__Task goal__
Starting with the line that contains "Task: place one keypoint per instance of the nose", reproduce each line through the end of the entries exactly as written.

__Data supplied__
·····
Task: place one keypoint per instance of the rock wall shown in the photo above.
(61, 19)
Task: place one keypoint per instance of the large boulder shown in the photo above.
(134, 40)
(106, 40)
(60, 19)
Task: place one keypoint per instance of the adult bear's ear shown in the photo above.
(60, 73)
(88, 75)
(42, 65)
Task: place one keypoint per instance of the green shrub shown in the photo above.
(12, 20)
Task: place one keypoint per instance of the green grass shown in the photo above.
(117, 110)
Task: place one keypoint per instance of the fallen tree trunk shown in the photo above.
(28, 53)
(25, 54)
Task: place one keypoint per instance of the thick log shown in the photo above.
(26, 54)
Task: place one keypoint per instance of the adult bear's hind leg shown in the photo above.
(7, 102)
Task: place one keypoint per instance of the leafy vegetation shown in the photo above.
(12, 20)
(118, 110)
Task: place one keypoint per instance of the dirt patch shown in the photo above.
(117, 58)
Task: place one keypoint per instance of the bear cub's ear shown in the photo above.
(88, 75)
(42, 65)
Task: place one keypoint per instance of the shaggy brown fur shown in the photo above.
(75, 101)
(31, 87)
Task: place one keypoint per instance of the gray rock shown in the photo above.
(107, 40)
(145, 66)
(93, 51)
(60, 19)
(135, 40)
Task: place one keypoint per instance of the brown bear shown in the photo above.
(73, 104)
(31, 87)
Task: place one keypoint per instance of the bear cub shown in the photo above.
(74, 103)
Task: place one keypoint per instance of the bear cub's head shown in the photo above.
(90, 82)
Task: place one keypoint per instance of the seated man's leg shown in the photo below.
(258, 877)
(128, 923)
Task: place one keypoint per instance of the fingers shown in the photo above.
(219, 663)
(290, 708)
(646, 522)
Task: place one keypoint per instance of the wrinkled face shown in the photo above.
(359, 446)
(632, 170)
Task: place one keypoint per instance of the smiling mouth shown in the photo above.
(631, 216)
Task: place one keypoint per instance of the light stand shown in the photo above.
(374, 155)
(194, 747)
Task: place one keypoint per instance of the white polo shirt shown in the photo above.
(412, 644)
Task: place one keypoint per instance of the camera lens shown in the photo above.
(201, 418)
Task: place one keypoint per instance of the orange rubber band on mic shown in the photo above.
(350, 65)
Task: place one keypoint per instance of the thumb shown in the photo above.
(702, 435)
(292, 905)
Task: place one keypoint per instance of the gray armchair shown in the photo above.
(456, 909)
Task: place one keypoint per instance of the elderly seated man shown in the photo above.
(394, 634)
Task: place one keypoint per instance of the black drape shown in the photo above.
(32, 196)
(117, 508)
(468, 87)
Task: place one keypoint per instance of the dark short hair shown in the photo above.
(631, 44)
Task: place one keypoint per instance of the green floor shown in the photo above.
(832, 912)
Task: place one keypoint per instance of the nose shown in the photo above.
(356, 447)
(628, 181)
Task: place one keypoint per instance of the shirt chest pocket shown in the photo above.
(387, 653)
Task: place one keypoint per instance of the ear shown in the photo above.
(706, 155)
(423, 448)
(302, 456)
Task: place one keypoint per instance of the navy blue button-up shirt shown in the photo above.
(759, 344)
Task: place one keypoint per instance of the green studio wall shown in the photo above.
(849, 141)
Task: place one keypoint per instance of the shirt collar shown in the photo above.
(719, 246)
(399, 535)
·····
__Solution__
Task: place one keypoint per instance of the nose shown in the photo above.
(356, 447)
(628, 181)
Task: place one keypoint per instance of the shirt chest pocket shown in the photo above.
(387, 653)
Task: place one keypoint per instance of the ear shown in the photo above.
(706, 155)
(423, 448)
(302, 456)
Task: place one keypoint per instance of the navy blue button-up shirt shown in the photo above.
(759, 344)
Task: place one keypoint per instance of the green studio wall shown in the photo above.
(849, 141)
Task: place one keypoint per instance of the shirt collar shown in the photo above.
(719, 246)
(399, 535)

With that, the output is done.